§ EXERCISE OBJECTIVE
Reproduce word for word the stretch of the competition law update from "A Summary of" through "please click here)".

§ SOURCE PASSAGE
* * *
06 April 2020. Published by Lambros Kilaniotis, Partner and Melanie Musgrave, Senior Associate

Just as businesses are having to adapt in the current health and economic crisis, the Competition and Markets Authority (the "CMA") and other competition regulators in the UK and across the globe are also having to adjust their working practices and their priorities. Competition law compliance remains an important consideration.

The CMA and other competition regulators are keen to ensure that competition law enforcement concerns do not stand in the way of co-operation between competitors which is necessary in order to deal with the coronavirus crisis and ensure security of supplies of essential products and services. However, the message is that, even in these very difficult times, competition law still applies, and competition regulators will not tolerate unscrupulous businesses exploiting the situation either through illegal collusion under cover of the current crisis or profiteering through charging excessive/unjustifiable prices.

A Summary of Developments:

Enforcement

  • Specific temporary exclusions from the application of the UK's Chapter I prohibition for certain agreements for involving the grocery, health services and Solent ferries sectors
  • Reassurances and guidance from the CMA that businesses not benefiting from these specific exemptions may co-operate during the crisis without fear of enforcement action where their action:
    • is appropriate and necessary to avoid a shortage or ensure security of supply;
    • is clearly in the public interest;
    • contributes to the benefit or wellbeing of consumers;
    • deals with critical issues resulting from the pandemic crisis; and
    • lasts no longer than is necessary. (For a more detailed summary of the CMA's guidance, please click here)
  • The launch of a CMA task force to monitor sales and pricing practices to ensure that the relaxation of the rules does not give rise to exploitative business practices like excessive pricing for in-demand goods (such as hand sanitiser and face masks)
  • The CMA has written an open letter to the pharmaceuticals and food and drinks industries about reports that a minority of companies in these important sectors are charging unjustifiably high prices for essential goods or making misleading claims about their efficacy
  • The CMA is continuing with its other investigations and decision-making
  • The Financial Conduct Authority and Payment Systems Regulator are supportive of the CMA's guidance and will adopt a consistent approach in their enforcement activities
  • The European Competition Network has confirmed that it will not actively intervene against necessary and temporary measures put in place in order to avoid a shortage of supply, but it will take enforcement action against companies exploiting the current situation "by cartelising or abusing their dominant position"
  • The European Commission is offering the possibility of further guidance for specific co-operation initiatives in certain circumstances

Merger Control

  • UK: The CMA is continuing to meet its statutory deadlines when conducting its merger investigations, but may make use of permitted extensions to the fixed timetables, where necessary. It is understood to be asking that merging parties engage early to discuss timing of notifications as the current crisis may impede its ability to conduct market testing
  • EU: ┬áThe European Commission is actively encouraging merging parties to delay merger notifications originally planned until further notice

State Aid

  • The European Commission has put in place various supporting measures, including issuing guidance and adopting on 19 March 2020 a Temporary Framework for state aid measure to support the economy in the current COVID-19 outbreak
  • Although the UK withdrew from the EU on 31 January 2020, it is still subject to the state aid rules during the Transition Period.
* * *
§ DATA RECORDS
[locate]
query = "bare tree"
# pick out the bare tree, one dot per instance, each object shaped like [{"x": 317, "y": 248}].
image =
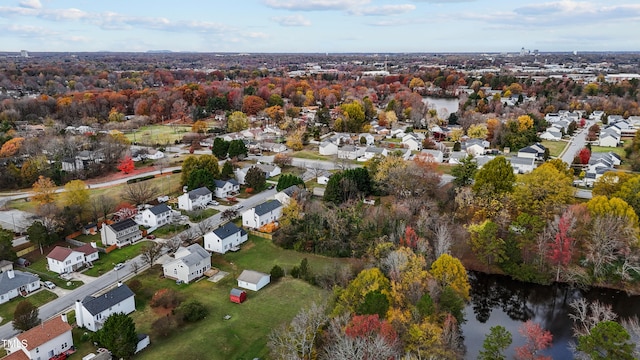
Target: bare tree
[
  {"x": 151, "y": 252},
  {"x": 298, "y": 339},
  {"x": 140, "y": 192}
]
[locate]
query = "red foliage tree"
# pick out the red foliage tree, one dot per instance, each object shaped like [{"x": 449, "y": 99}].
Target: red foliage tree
[
  {"x": 365, "y": 326},
  {"x": 537, "y": 339},
  {"x": 126, "y": 165},
  {"x": 584, "y": 155}
]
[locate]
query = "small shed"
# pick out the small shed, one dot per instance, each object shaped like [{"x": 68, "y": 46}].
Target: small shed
[{"x": 237, "y": 296}]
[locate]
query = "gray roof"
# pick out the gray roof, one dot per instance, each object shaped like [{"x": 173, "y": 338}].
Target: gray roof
[
  {"x": 196, "y": 193},
  {"x": 96, "y": 305},
  {"x": 159, "y": 209},
  {"x": 20, "y": 278},
  {"x": 265, "y": 207},
  {"x": 227, "y": 230},
  {"x": 124, "y": 224}
]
* * *
§ WRITTEN ANSWER
A Summary of Developments:

Enforcement

  • Specific temporary exclusions from the application of the UK's Chapter I prohibition for certain agreements for involving the grocery, health services and Solent ferries sectors
  • Reassurances and guidance from the CMA that businesses not benefiting from these specific exemptions may co-operate during the crisis without fear of enforcement action where their action:
    • is appropriate and necessary to avoid a shortage or ensure security of supply;
    • is clearly in the public interest;
    • contributes to the benefit or wellbeing of consumers;
    • deals with critical issues resulting from the pandemic crisis; and
    • lasts no longer than is necessary. (For a more detailed summary of the CMA's guidance, please click here)